In the entries below, find each line bearing the string "saucer" and copy it.

GIVEN RECORDS:

· · · · · · ·

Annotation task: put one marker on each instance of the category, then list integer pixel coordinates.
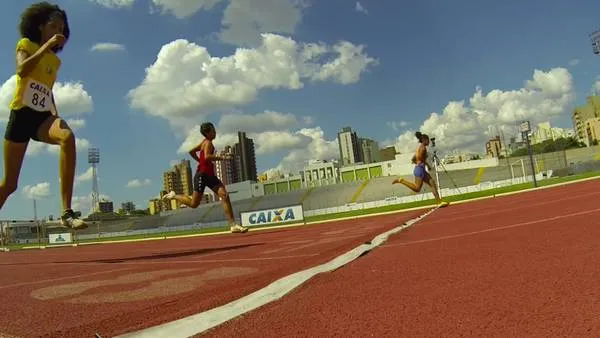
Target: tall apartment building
(592, 128)
(179, 178)
(369, 149)
(493, 147)
(244, 159)
(225, 170)
(388, 153)
(350, 151)
(582, 114)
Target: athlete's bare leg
(56, 131)
(13, 160)
(191, 201)
(222, 193)
(416, 187)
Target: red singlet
(204, 166)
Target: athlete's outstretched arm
(194, 151)
(26, 63)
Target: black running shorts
(24, 123)
(202, 180)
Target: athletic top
(35, 90)
(204, 166)
(422, 163)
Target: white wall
(243, 190)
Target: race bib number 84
(37, 96)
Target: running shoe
(70, 219)
(169, 196)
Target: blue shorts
(421, 172)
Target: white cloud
(318, 148)
(138, 183)
(186, 82)
(114, 3)
(244, 20)
(85, 176)
(182, 9)
(76, 123)
(268, 120)
(463, 126)
(269, 130)
(107, 47)
(359, 8)
(38, 191)
(397, 125)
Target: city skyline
(140, 96)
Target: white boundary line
(198, 323)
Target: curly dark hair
(206, 128)
(421, 137)
(38, 14)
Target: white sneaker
(236, 228)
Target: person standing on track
(44, 31)
(421, 175)
(205, 176)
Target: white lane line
(198, 323)
(61, 278)
(472, 233)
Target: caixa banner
(272, 216)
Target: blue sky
(416, 58)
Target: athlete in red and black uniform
(205, 176)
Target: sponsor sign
(63, 238)
(272, 216)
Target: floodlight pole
(525, 129)
(94, 160)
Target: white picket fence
(393, 200)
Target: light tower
(595, 39)
(94, 160)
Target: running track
(520, 265)
(517, 265)
(113, 289)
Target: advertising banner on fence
(272, 216)
(63, 238)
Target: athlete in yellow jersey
(44, 31)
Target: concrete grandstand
(334, 195)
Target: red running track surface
(113, 289)
(520, 265)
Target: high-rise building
(592, 127)
(179, 178)
(387, 154)
(583, 113)
(225, 170)
(369, 149)
(493, 147)
(244, 159)
(172, 182)
(350, 152)
(127, 207)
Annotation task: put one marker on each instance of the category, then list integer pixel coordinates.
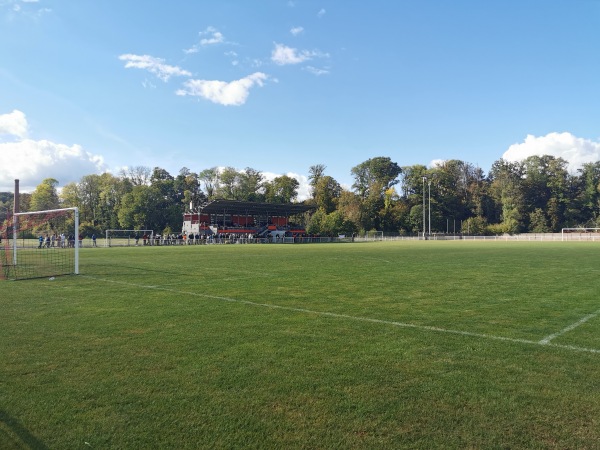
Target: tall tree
(378, 173)
(507, 191)
(326, 193)
(283, 189)
(210, 179)
(315, 173)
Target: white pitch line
(547, 339)
(361, 319)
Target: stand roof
(253, 208)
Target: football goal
(126, 238)
(40, 244)
(580, 234)
(371, 236)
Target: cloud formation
(31, 161)
(210, 36)
(224, 93)
(153, 65)
(14, 124)
(283, 55)
(576, 151)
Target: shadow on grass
(19, 434)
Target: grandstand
(245, 218)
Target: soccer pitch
(414, 344)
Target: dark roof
(253, 208)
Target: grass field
(366, 345)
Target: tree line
(535, 195)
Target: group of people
(56, 240)
(62, 240)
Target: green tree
(283, 189)
(377, 174)
(315, 173)
(210, 179)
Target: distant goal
(128, 238)
(370, 236)
(580, 234)
(40, 244)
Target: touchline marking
(547, 339)
(543, 342)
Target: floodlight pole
(429, 183)
(424, 224)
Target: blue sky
(92, 86)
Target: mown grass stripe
(571, 327)
(544, 342)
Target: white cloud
(437, 163)
(210, 36)
(221, 92)
(153, 65)
(283, 55)
(31, 161)
(316, 70)
(576, 151)
(14, 123)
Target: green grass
(371, 345)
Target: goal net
(126, 238)
(40, 244)
(580, 234)
(370, 236)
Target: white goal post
(127, 238)
(38, 243)
(591, 233)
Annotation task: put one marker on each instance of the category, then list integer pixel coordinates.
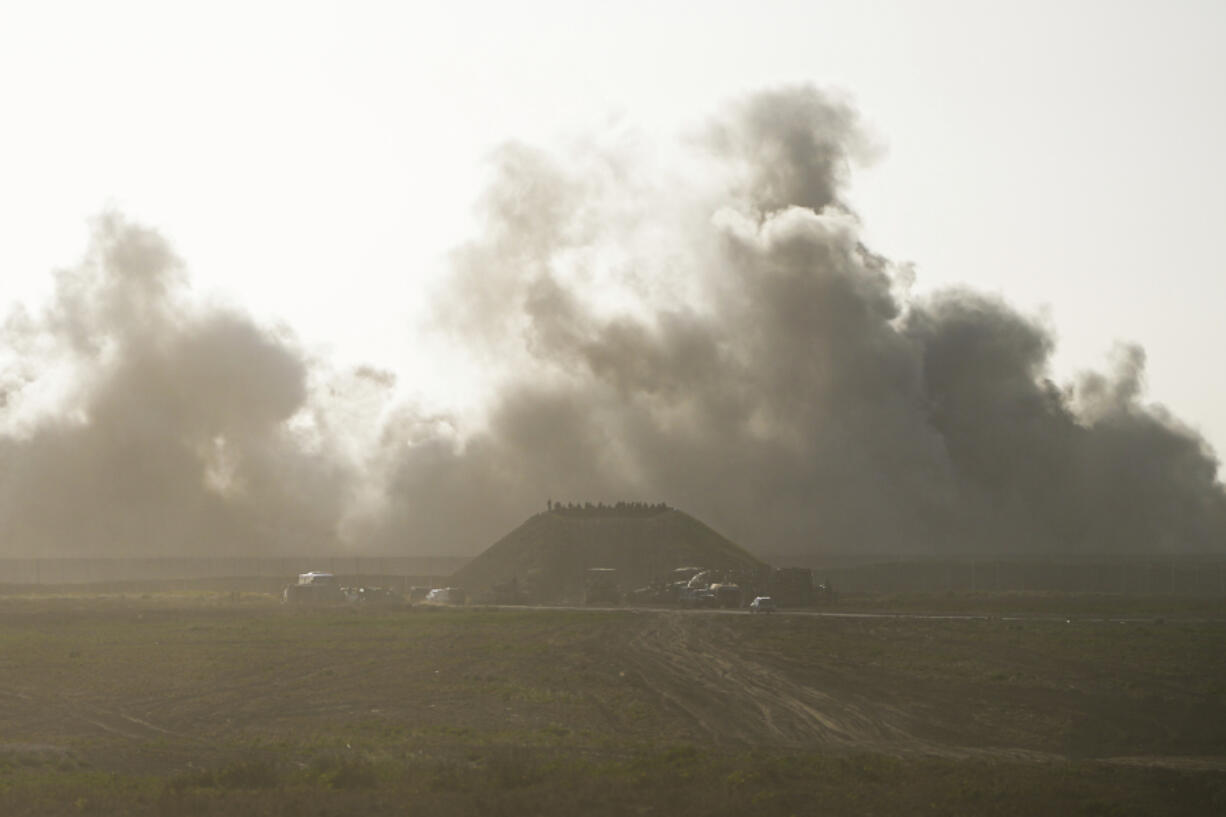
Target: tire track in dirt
(738, 701)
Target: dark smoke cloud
(720, 339)
(173, 433)
(795, 399)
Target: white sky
(314, 161)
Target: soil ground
(218, 703)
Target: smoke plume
(714, 334)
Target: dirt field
(218, 703)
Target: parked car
(763, 604)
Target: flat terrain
(229, 704)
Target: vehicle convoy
(600, 586)
(314, 589)
(446, 596)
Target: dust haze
(710, 331)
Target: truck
(314, 588)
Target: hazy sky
(314, 162)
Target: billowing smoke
(712, 333)
(139, 421)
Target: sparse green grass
(245, 708)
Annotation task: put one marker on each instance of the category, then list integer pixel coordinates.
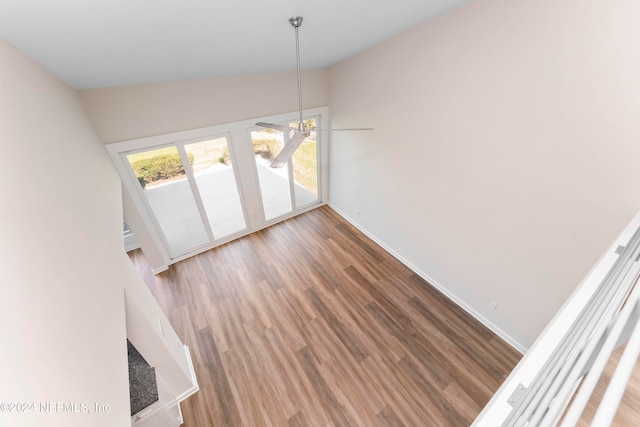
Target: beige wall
(63, 267)
(129, 112)
(505, 156)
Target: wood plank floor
(310, 323)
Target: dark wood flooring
(310, 323)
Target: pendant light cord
(300, 123)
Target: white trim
(195, 388)
(515, 344)
(238, 133)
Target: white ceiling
(100, 43)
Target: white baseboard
(495, 329)
(192, 372)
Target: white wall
(130, 112)
(62, 303)
(504, 159)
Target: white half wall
(62, 311)
(505, 155)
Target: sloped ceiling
(102, 43)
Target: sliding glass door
(196, 189)
(295, 185)
(191, 191)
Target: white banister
(612, 397)
(598, 317)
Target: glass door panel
(164, 185)
(305, 168)
(274, 183)
(216, 182)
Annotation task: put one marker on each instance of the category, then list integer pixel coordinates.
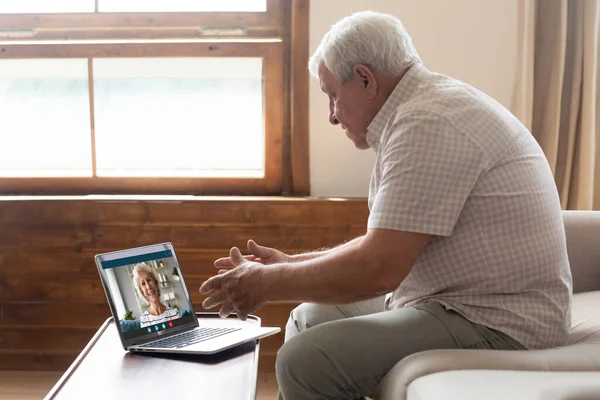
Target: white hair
(376, 40)
(143, 267)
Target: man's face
(348, 105)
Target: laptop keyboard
(188, 338)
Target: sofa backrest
(582, 229)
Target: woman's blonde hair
(143, 267)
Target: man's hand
(236, 290)
(261, 254)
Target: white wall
(472, 40)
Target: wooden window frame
(283, 47)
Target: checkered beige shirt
(454, 163)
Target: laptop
(152, 308)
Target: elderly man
(465, 245)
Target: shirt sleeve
(429, 169)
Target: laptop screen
(148, 294)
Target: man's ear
(365, 75)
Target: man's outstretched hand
(238, 289)
(261, 254)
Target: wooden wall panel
(52, 300)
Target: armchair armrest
(579, 357)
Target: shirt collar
(402, 93)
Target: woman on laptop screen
(145, 282)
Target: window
(153, 96)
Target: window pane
(46, 6)
(191, 117)
(182, 5)
(44, 108)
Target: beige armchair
(569, 372)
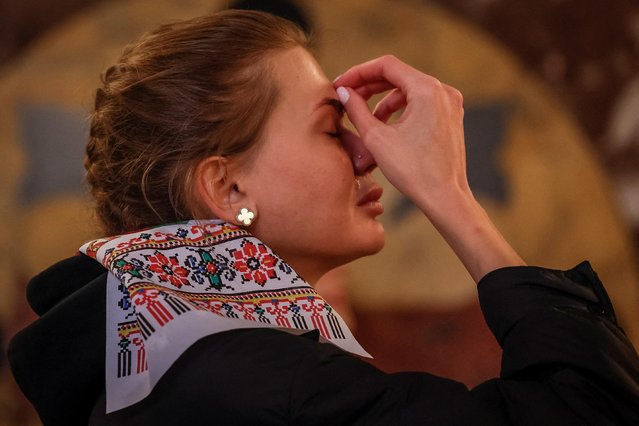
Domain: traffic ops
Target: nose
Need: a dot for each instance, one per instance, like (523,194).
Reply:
(362,159)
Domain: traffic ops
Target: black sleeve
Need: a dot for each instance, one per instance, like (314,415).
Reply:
(565,362)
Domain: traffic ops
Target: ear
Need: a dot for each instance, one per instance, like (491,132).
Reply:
(217,189)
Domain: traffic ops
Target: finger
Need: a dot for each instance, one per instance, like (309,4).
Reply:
(371,89)
(454,95)
(391,103)
(357,110)
(386,68)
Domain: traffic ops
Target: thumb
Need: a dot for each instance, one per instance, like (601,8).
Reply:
(357,110)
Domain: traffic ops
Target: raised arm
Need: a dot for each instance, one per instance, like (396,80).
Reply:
(422,154)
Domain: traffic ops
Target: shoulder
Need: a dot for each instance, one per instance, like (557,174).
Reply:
(243,376)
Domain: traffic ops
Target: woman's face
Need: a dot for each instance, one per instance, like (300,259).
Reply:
(310,208)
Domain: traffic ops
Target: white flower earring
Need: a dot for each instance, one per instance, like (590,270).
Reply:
(245,216)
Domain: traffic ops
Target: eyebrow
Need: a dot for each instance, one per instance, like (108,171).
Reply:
(335,103)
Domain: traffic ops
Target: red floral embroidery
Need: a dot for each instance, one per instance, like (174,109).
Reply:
(255,263)
(168,269)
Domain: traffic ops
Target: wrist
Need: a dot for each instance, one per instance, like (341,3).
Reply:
(468,230)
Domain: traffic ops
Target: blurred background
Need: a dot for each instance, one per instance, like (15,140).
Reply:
(552,122)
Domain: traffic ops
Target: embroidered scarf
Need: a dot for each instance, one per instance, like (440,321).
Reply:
(169,286)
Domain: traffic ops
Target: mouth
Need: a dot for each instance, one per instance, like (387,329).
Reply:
(369,200)
(370,195)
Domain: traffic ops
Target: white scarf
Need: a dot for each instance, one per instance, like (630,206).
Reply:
(172,285)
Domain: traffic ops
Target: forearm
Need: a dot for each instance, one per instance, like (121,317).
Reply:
(466,227)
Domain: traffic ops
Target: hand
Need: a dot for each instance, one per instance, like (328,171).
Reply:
(423,155)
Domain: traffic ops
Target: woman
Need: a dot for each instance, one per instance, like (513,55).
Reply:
(228,120)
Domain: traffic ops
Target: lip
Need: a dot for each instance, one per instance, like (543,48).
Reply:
(370,195)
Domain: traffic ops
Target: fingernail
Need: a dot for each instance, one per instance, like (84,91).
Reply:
(343,94)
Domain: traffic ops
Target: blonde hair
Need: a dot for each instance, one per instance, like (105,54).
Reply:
(183,92)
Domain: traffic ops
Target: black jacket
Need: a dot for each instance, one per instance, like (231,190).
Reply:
(565,362)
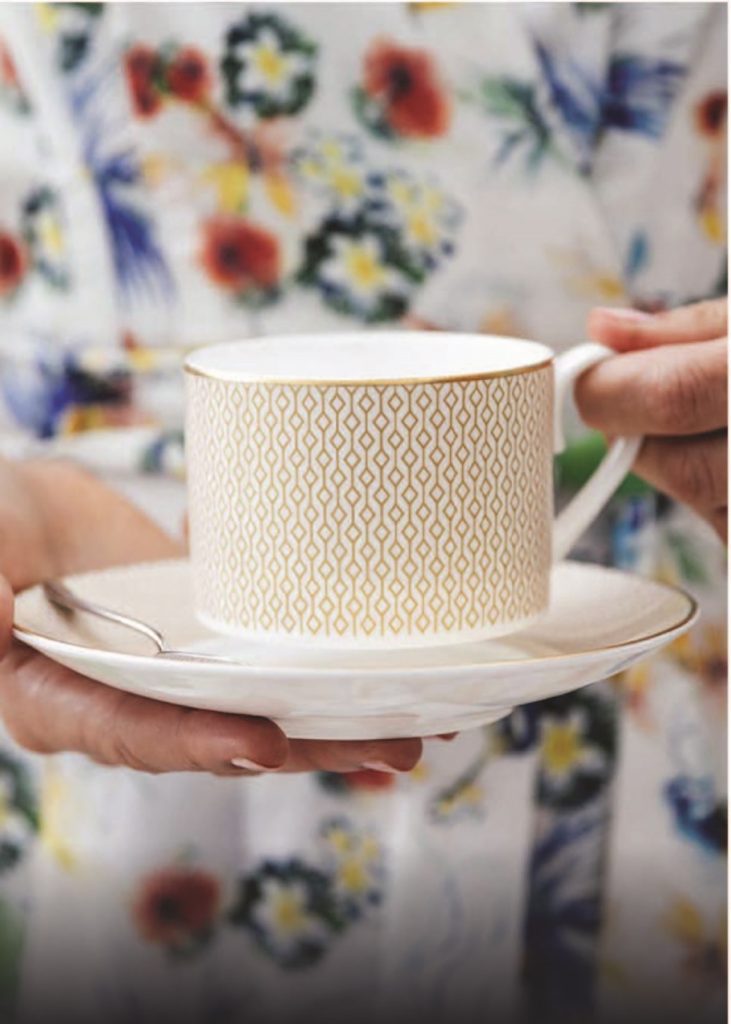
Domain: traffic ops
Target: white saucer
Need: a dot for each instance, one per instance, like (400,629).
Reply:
(600,622)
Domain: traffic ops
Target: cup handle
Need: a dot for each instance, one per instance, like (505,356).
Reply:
(586,506)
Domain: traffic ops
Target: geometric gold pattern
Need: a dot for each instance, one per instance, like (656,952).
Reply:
(392,510)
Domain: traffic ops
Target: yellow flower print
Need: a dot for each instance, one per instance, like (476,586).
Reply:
(285,916)
(230,181)
(357,266)
(50,233)
(704,941)
(281,194)
(703,652)
(468,798)
(339,838)
(565,752)
(59,819)
(335,165)
(586,280)
(47,14)
(501,321)
(353,877)
(713,225)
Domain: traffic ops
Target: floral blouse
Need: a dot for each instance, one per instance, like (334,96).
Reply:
(178,174)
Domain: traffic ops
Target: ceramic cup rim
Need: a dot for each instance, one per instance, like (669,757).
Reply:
(201,361)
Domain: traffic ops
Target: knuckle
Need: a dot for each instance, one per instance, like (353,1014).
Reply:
(677,397)
(691,473)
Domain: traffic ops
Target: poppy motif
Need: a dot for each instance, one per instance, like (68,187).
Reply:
(142,68)
(400,94)
(711,114)
(188,77)
(176,907)
(268,65)
(241,257)
(13,263)
(171,73)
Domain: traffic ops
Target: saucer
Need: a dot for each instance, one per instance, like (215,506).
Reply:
(600,622)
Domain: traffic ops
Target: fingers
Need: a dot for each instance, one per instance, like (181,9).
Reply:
(693,470)
(6,612)
(680,390)
(48,708)
(383,755)
(626,330)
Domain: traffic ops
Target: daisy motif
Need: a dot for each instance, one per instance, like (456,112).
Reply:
(565,752)
(268,65)
(356,865)
(334,165)
(427,219)
(356,268)
(284,916)
(266,68)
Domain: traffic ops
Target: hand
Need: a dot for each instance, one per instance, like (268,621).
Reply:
(670,385)
(56,519)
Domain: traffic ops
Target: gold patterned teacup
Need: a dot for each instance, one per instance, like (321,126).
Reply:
(380,489)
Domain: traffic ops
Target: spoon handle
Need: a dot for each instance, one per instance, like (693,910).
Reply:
(63,597)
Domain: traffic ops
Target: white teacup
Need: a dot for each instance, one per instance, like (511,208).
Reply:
(381,489)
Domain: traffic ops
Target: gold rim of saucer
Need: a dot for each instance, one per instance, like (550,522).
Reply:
(381,382)
(693,609)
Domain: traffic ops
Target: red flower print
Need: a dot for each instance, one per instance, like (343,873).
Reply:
(188,77)
(406,83)
(8,74)
(239,255)
(711,114)
(369,779)
(175,905)
(141,66)
(13,262)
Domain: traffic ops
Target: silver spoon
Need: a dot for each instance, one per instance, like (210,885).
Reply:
(60,595)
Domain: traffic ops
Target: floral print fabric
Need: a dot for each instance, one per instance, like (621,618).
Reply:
(173,178)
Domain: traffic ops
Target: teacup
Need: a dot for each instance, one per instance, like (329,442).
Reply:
(381,489)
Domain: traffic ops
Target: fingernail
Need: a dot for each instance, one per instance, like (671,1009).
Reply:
(249,765)
(381,766)
(633,315)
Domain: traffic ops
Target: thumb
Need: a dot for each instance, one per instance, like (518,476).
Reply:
(6,612)
(627,330)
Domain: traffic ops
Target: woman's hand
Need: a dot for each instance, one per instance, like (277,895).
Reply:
(56,519)
(671,386)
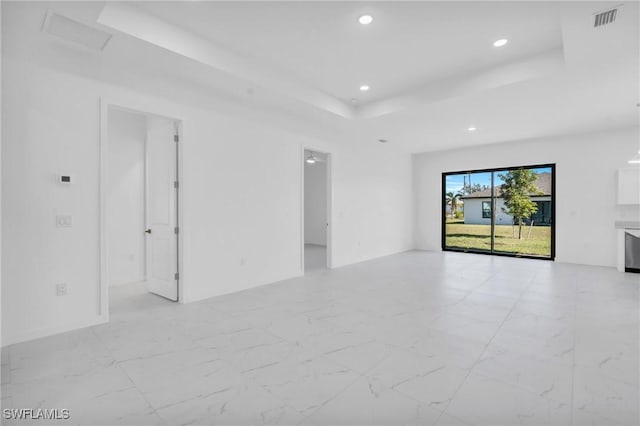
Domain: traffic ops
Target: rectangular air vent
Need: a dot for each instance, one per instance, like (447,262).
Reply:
(77,32)
(605,18)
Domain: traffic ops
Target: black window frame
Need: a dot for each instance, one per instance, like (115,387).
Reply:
(492,252)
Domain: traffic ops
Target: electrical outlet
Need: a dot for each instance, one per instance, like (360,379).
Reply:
(64,221)
(62,289)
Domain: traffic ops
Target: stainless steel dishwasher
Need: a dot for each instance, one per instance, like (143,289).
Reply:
(632,250)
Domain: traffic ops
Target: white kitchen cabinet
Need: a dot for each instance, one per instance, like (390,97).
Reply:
(629,186)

· · · · · · ·

YOUR RESPONSE:
Target: white saucer
Target: saucer
Target: gold rim of saucer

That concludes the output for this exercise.